WRITTEN TASK:
Transcribe the part of the 2018 NCAA wrestling championships text that runs from "American collegiate wrestling" up to and including "across that level.".

━━━ EXTRACTED TEXT

2018 NCAA Division I Wrestling Tournament
- Teams: 62
- Format: Double-elimination
- Finals site: Cleveland, Ohio Quicken Loans Arena
- Champions: Penn State Nittany Lions (8th title)
- Runner-up: Ohio State Buckeyes (5th title game)
- Semifinalists: Iowa Hawkeyes; Michigan Wolverines NC State Wolfpack;
- Winning coach: Cael Sanderson (7th title)
- MVP: Bo Nickal ((Penn State))
- Attendance: 113,743
- Television: ESPN Networks

= 2018 NCAA Division I Wrestling Championships =

American collegiate wrestling tournament

The 2018 NCAA Division I Wrestling Championships took place from March 15 to March 17 in Cleveland, Ohio, at the Quicken Loans Arena. The tournament went into its 88th NCAA Division I Wrestling Championships, and featured 62 teams across that level.

━━━━━━
━━━ RECORD EXCERPTS

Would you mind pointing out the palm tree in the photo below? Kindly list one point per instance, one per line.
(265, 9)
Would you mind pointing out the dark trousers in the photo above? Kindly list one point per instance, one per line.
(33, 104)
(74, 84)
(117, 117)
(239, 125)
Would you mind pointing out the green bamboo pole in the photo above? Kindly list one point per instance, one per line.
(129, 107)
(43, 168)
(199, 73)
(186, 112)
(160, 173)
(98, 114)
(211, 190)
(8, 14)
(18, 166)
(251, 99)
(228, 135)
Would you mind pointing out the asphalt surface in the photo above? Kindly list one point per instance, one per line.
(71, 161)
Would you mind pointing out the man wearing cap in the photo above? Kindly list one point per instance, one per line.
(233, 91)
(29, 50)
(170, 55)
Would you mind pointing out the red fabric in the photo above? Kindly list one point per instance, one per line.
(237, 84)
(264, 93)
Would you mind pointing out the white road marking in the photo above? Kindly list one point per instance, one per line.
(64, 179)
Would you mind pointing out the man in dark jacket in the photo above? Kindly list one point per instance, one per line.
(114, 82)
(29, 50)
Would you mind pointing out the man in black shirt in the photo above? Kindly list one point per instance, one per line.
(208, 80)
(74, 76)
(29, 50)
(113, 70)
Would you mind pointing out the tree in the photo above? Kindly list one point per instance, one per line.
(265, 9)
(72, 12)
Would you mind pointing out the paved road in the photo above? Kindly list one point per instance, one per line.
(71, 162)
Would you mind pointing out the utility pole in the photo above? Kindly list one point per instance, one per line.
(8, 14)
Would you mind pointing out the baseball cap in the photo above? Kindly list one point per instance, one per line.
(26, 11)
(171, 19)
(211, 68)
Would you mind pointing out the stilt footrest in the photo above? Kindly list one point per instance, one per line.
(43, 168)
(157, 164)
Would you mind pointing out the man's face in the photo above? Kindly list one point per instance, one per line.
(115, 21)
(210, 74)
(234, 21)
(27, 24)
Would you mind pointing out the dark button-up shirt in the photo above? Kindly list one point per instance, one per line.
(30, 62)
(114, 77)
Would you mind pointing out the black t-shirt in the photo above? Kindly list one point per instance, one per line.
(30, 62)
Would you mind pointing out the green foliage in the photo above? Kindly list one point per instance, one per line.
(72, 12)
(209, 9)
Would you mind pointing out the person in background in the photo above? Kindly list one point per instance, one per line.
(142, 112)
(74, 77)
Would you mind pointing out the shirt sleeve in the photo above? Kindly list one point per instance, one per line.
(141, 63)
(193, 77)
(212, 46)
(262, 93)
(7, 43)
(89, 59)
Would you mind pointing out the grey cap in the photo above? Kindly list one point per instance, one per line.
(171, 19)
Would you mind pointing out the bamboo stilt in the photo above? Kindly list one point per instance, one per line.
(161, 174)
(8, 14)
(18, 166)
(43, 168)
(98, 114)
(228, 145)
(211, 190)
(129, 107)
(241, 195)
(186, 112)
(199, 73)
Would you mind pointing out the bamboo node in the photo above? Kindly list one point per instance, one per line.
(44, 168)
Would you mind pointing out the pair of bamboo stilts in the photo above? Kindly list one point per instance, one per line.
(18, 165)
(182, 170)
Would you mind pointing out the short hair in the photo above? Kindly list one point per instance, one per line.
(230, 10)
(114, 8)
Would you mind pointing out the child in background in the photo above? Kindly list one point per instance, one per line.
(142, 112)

━━━━━━
━━━ RECORD EXCERPTS

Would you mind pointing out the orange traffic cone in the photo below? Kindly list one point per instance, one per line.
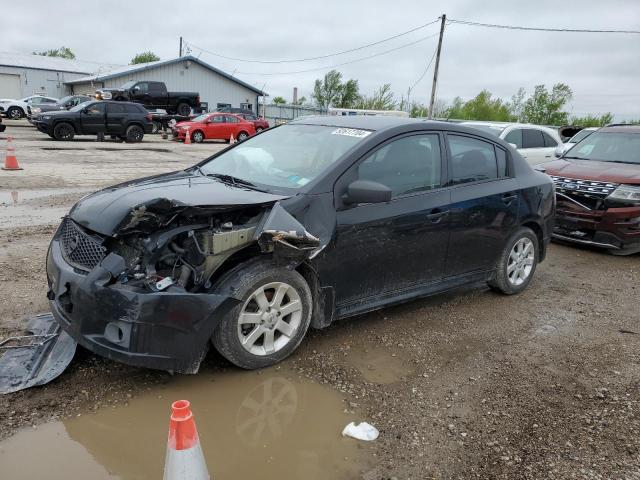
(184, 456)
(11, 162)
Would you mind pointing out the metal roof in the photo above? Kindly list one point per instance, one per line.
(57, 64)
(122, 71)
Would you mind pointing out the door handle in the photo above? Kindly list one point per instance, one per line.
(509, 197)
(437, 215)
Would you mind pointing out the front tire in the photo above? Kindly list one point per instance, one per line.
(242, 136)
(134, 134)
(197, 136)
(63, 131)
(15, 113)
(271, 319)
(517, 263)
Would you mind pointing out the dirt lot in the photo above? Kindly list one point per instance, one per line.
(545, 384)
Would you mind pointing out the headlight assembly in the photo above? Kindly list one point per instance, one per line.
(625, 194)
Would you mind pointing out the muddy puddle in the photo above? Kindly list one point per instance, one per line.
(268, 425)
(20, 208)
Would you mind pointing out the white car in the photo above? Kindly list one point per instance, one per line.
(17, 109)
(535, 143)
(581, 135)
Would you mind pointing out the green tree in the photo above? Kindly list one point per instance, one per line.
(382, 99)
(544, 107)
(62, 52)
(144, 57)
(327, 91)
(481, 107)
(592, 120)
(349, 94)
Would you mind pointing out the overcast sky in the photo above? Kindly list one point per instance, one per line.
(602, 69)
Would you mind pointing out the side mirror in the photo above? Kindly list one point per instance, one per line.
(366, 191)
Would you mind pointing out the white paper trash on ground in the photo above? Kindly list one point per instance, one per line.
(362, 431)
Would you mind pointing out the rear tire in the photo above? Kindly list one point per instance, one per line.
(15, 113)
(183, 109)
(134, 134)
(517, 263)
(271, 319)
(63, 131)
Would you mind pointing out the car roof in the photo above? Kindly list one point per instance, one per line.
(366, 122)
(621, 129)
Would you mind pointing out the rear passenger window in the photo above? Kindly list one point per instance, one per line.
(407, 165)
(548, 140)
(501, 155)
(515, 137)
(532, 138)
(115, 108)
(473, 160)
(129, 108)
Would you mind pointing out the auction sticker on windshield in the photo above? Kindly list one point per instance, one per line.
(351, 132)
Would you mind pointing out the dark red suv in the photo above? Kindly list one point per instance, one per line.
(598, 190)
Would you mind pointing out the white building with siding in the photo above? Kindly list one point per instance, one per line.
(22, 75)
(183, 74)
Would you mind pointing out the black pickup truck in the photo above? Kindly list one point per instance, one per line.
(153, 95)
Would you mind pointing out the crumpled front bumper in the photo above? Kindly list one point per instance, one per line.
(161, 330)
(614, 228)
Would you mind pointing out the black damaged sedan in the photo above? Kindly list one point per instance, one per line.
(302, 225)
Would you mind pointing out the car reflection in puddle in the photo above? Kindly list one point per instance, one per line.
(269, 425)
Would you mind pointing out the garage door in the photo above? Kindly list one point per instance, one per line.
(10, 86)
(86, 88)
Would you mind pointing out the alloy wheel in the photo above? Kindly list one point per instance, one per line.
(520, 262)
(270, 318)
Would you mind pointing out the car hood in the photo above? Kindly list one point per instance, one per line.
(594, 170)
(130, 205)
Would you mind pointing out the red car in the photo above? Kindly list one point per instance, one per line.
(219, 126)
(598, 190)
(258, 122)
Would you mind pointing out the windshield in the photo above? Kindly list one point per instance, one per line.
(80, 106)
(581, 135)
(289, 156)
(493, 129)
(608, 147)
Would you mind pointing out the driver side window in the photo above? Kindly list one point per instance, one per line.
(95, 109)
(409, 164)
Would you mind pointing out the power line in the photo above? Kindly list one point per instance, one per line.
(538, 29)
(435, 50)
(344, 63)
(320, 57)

━━━━━━
━━━ RECORD EXCERPTS

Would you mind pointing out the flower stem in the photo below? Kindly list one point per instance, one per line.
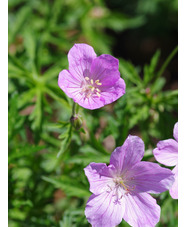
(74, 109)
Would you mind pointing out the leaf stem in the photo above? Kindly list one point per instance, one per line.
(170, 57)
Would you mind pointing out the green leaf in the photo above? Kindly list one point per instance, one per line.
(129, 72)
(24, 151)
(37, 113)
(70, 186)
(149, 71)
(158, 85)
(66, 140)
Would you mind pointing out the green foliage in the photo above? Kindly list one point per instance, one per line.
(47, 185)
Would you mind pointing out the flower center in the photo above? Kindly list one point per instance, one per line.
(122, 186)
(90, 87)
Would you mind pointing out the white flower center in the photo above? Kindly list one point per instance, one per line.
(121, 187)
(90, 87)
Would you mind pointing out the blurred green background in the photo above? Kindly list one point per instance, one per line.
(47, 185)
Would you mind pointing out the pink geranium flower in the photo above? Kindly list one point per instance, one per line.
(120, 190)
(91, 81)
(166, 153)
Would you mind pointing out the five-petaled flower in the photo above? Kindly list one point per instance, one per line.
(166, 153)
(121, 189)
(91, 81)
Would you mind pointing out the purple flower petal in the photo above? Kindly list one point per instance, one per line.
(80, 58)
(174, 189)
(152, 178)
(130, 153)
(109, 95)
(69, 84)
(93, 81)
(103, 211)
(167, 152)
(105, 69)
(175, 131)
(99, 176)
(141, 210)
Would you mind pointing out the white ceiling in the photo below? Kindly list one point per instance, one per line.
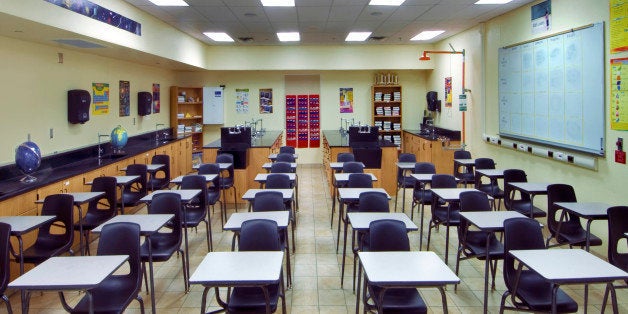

━━━━━━

TASK OUTPUT:
American collegiate wrestling tournament

The 2018 NCAA Division I Wrestling Championships took place from March 15 to March 17 in Cleveland, Ohio, at the Quicken Loans Arena. The tournament went into its 88th NCAA Division I Wrestling Championships, and featured 62 teams across that level.